Labeled-object pointing records:
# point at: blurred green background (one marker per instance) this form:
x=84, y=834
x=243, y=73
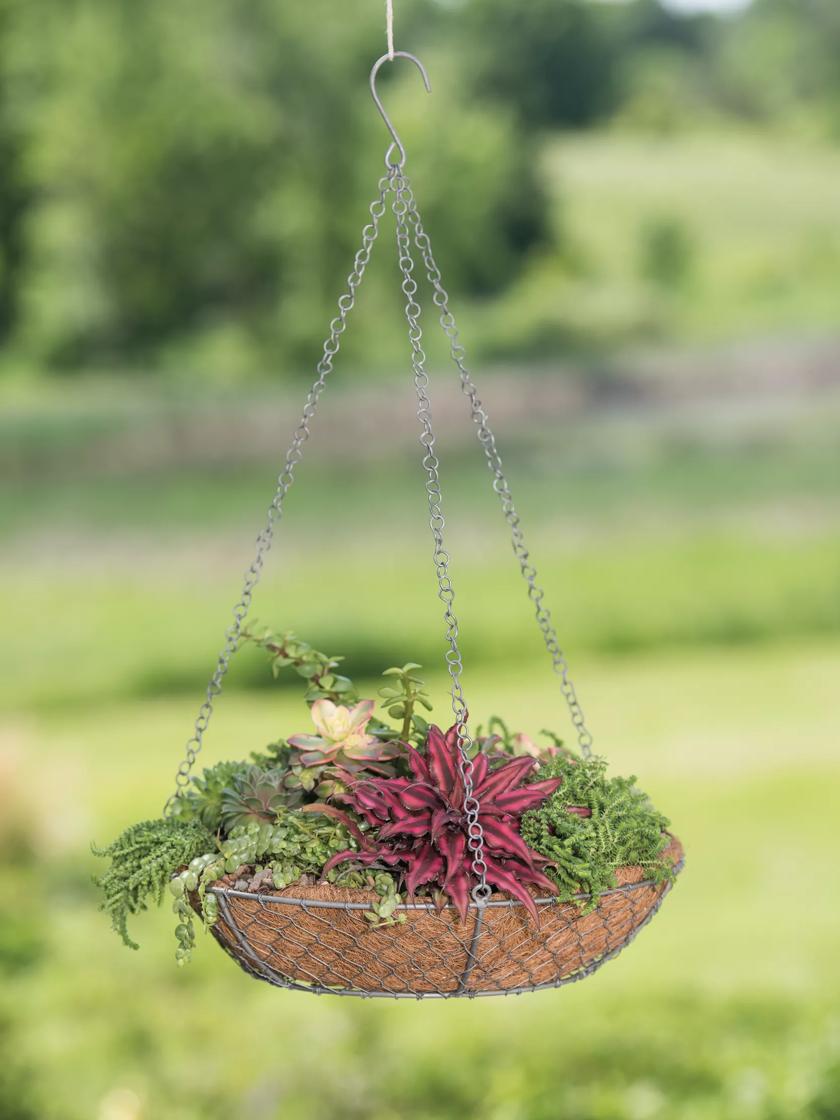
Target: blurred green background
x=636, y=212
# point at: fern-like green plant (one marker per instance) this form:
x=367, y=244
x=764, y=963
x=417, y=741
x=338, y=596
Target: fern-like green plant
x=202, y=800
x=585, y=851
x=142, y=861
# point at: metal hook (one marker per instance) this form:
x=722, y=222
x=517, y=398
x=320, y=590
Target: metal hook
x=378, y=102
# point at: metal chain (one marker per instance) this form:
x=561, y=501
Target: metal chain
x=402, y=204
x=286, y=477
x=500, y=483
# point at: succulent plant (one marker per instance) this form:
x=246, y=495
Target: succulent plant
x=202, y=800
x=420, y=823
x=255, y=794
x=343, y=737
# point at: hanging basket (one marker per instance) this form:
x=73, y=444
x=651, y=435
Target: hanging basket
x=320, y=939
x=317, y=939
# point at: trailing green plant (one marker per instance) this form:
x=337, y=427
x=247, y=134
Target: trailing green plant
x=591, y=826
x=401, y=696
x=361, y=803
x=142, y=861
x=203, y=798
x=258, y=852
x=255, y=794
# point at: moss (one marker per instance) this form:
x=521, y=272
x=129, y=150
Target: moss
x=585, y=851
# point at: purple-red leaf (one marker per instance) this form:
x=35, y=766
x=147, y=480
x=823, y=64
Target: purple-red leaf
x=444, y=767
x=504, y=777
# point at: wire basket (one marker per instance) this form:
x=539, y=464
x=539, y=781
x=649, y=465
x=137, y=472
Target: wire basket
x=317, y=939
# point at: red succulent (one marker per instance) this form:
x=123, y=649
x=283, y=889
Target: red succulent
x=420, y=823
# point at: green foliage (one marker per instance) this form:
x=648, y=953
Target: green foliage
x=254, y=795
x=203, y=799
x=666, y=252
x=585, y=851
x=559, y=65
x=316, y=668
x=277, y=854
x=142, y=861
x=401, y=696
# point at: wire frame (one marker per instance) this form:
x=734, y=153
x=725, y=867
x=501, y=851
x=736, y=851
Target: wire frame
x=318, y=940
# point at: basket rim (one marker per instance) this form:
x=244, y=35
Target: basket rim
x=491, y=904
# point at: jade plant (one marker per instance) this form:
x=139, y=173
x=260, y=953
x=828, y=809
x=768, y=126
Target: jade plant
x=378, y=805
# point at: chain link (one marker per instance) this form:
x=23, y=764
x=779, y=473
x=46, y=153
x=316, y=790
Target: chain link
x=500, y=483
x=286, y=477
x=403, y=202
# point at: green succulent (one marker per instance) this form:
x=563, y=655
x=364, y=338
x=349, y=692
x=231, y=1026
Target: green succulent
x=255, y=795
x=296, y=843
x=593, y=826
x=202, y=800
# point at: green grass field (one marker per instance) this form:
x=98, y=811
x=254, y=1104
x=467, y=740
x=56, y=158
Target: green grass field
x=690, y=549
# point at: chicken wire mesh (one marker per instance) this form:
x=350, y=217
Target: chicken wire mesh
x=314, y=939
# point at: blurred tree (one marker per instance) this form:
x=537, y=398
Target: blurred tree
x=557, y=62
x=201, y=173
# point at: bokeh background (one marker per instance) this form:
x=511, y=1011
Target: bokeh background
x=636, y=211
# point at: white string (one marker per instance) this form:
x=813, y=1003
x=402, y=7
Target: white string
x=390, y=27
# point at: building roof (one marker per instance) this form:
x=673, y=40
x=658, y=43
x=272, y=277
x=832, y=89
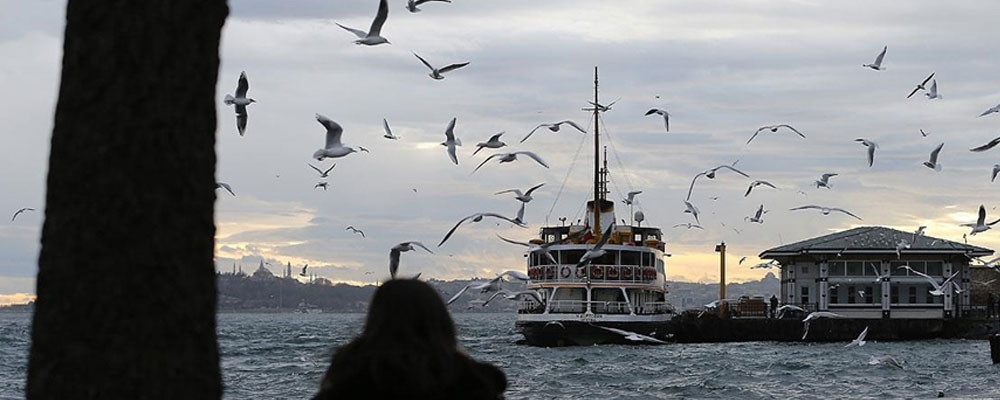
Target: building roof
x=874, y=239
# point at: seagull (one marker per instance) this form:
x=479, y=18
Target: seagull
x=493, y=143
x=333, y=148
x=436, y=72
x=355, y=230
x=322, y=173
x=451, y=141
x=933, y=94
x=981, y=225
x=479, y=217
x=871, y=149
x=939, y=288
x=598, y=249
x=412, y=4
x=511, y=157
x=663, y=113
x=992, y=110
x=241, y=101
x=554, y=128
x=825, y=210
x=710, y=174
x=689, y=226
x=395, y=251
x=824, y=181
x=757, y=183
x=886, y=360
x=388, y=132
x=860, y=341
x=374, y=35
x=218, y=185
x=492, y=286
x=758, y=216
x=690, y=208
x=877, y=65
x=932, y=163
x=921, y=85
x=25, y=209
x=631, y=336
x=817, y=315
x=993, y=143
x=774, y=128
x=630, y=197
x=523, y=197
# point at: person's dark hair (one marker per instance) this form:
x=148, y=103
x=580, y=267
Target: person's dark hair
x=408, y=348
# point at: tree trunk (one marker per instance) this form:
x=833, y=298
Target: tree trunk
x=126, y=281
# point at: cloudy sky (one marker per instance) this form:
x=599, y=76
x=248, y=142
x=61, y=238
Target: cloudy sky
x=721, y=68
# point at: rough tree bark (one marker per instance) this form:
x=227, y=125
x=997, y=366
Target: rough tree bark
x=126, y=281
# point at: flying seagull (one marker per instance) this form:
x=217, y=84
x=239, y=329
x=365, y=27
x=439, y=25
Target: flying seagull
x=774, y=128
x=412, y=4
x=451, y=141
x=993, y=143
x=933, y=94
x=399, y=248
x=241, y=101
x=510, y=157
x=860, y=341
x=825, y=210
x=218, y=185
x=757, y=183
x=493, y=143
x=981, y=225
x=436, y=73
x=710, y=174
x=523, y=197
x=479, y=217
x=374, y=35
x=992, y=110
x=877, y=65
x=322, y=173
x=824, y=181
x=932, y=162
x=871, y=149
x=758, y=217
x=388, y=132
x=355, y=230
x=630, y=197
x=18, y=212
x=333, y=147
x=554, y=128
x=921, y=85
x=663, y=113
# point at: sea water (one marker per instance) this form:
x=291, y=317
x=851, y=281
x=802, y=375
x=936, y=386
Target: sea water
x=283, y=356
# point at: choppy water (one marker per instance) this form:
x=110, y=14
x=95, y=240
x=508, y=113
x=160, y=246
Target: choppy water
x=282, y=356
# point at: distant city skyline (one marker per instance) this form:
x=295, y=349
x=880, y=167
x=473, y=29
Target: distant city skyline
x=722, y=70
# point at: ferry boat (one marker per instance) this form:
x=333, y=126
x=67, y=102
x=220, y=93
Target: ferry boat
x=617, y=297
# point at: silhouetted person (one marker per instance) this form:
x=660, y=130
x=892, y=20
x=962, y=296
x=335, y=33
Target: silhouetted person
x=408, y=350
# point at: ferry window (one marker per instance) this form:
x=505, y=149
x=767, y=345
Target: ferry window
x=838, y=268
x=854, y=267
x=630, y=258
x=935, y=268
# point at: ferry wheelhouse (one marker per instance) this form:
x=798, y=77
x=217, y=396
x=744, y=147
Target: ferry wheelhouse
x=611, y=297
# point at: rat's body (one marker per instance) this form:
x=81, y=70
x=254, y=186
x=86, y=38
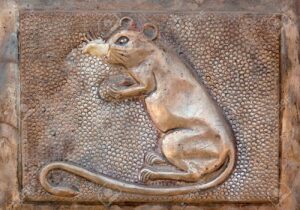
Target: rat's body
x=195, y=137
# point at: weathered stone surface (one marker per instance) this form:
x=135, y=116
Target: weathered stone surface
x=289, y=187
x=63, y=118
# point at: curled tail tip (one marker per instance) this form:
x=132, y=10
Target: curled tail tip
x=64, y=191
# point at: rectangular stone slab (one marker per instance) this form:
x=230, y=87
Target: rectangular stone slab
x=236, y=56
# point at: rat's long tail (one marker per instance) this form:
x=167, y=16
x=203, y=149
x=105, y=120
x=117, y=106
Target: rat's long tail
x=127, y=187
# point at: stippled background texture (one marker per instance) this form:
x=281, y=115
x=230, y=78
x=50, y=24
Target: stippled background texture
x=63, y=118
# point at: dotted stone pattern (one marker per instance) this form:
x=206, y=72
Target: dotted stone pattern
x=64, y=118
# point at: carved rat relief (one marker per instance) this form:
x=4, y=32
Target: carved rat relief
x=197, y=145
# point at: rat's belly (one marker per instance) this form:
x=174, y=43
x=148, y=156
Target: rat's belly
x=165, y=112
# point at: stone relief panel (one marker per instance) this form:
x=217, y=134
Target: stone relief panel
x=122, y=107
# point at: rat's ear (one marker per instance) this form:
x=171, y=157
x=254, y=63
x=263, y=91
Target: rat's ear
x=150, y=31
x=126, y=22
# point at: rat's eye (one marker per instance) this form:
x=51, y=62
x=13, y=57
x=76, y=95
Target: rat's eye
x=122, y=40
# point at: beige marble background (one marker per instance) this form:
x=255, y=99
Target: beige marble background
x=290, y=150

**Goal**
Write out again every line of the records that opens with the line containing "# point at: choppy" and closes with the line containing "x=617, y=297", and shift each answer coordinate by adding 8 to it.

**Task output**
# point at: choppy water (one marker per instance) this form:
x=110, y=14
x=95, y=240
x=508, y=113
x=160, y=246
Target: choppy water
x=290, y=364
# point at: distant city skyline (one marker per instance) this form:
x=295, y=349
x=880, y=167
x=473, y=29
Target: distant city skyline
x=730, y=78
# point at: ferry boat (one marker per instance) this form:
x=333, y=126
x=67, y=102
x=220, y=93
Target: ferry boat
x=625, y=305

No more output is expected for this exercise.